• [EXTRAIT DU DOCUMENT]:
———

Sonne, sonne, ô cloche chérie ; des Serbes tu attestes la foi, la foi sainte pour laquelle ont coulé des flots de sang, don de Dieu. Sonne, sonne ; qu’à travers l’air et les nuages ton doux bruit retentisse ; salue tous les-héros que notre siècle admire, salue Kara-Georges et Danilo. Que tes sons leur annoncent que plus grande est la puissance des Musulmans, plus grand sera le triomphe de mon peuple en l’anéantissant.

———

• [ÉNONCÉ A]: Repérez toutes les lignes des entrées où figure la chaîne « bicycle ».

———

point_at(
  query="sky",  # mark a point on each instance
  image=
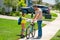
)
(49, 1)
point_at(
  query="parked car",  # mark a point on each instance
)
(30, 9)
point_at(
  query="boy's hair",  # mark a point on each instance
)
(35, 5)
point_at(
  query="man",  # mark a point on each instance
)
(38, 17)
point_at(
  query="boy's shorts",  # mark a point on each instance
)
(23, 21)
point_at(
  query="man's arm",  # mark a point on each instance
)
(36, 17)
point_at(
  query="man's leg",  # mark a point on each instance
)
(39, 28)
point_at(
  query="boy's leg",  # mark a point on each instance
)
(39, 28)
(22, 32)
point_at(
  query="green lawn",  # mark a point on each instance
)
(57, 36)
(9, 29)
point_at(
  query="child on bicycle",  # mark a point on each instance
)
(23, 23)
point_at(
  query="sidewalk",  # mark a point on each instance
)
(49, 30)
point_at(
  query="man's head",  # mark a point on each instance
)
(35, 7)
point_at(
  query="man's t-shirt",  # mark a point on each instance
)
(39, 11)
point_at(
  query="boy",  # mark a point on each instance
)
(23, 23)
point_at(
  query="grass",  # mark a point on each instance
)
(54, 16)
(9, 29)
(57, 36)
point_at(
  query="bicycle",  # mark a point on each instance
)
(30, 30)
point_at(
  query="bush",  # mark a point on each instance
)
(14, 13)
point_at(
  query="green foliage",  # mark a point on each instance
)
(14, 13)
(9, 29)
(22, 3)
(57, 5)
(57, 36)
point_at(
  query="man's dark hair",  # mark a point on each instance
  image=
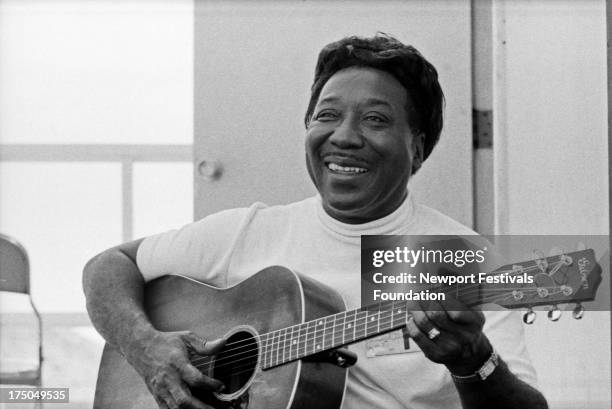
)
(404, 62)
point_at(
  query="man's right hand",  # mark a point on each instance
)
(163, 360)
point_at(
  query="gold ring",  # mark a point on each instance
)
(433, 333)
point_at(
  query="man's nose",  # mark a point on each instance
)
(347, 135)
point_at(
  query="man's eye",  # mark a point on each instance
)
(375, 118)
(326, 115)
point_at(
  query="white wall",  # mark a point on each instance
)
(551, 167)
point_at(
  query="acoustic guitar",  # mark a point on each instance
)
(277, 319)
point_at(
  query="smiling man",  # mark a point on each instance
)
(374, 116)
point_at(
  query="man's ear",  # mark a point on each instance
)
(418, 149)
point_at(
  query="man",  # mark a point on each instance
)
(375, 115)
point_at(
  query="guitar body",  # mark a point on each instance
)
(272, 299)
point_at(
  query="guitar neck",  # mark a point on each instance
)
(312, 337)
(333, 331)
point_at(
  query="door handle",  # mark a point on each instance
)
(210, 169)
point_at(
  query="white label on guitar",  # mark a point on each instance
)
(389, 344)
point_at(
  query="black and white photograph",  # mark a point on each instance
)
(197, 195)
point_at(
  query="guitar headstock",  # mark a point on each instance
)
(565, 278)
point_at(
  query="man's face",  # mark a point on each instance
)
(359, 145)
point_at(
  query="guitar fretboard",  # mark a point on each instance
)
(333, 331)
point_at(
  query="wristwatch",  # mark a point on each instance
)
(483, 373)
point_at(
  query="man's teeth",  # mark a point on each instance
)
(347, 169)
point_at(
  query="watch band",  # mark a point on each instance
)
(481, 374)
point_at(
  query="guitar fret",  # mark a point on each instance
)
(276, 344)
(349, 327)
(301, 342)
(284, 344)
(328, 338)
(338, 328)
(319, 334)
(361, 324)
(372, 322)
(291, 345)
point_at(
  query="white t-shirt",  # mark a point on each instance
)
(228, 247)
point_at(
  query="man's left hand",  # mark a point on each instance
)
(450, 333)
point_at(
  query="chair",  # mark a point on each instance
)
(15, 277)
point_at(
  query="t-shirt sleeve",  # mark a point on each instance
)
(506, 333)
(200, 250)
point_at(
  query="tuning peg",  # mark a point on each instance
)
(529, 317)
(578, 312)
(554, 313)
(540, 260)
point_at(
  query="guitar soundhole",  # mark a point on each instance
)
(236, 363)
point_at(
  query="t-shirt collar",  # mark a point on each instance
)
(392, 223)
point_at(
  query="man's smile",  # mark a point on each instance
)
(334, 167)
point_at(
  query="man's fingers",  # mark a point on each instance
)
(182, 398)
(213, 347)
(202, 346)
(197, 379)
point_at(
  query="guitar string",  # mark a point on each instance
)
(252, 367)
(479, 291)
(318, 333)
(476, 287)
(282, 338)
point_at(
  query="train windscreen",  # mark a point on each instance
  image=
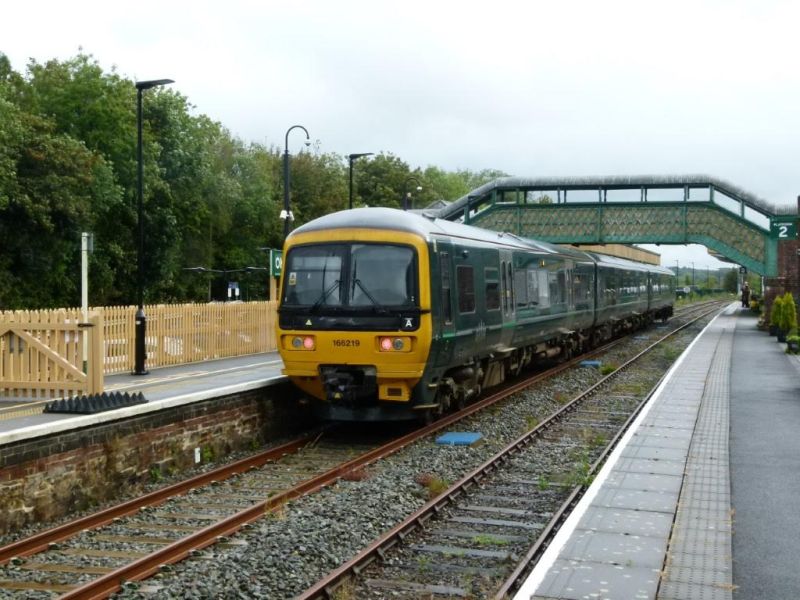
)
(350, 275)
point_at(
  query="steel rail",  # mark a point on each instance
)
(558, 518)
(181, 548)
(178, 550)
(40, 541)
(325, 588)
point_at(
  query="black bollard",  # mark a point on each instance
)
(140, 354)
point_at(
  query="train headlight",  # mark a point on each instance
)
(394, 344)
(301, 342)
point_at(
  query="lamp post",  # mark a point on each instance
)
(141, 321)
(286, 214)
(353, 157)
(406, 193)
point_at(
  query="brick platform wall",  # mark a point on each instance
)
(45, 478)
(788, 279)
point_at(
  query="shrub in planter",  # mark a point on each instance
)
(775, 315)
(793, 342)
(788, 320)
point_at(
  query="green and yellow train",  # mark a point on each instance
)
(388, 315)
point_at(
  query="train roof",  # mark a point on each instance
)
(427, 227)
(624, 263)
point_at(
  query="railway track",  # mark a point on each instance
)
(482, 535)
(196, 513)
(176, 520)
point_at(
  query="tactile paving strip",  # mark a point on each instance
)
(699, 558)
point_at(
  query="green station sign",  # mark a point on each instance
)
(275, 262)
(784, 229)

———

• [ÉNONCÉ B]: Recopiez le passage du chant à la cloche qui va de « Sonne, sonne, ô » jusqu'à « peuple en l’anéantissant. » inclus.

• [RÉPONSE CORRECTE A]:
  query="child on bicycle",  # mark a point on each instance
  query="bicycle",  # mark a point on each instance

• [RÉPONSE CORRECTE B]:
Sonne, sonne, ô cloche chérie ; des Serbes tu attestes la foi, la foi sainte pour laquelle ont coulé des flots de sang, don de Dieu. Sonne, sonne ; qu’à travers l’air et les nuages ton doux bruit retentisse ; salue tous les-héros que notre siècle admire, salue Kara-Georges et Danilo. Que tes sons leur annoncent que plus grande est la puissance des Musulmans, plus grand sera le triomphe de mon peuple en l’anéantissant.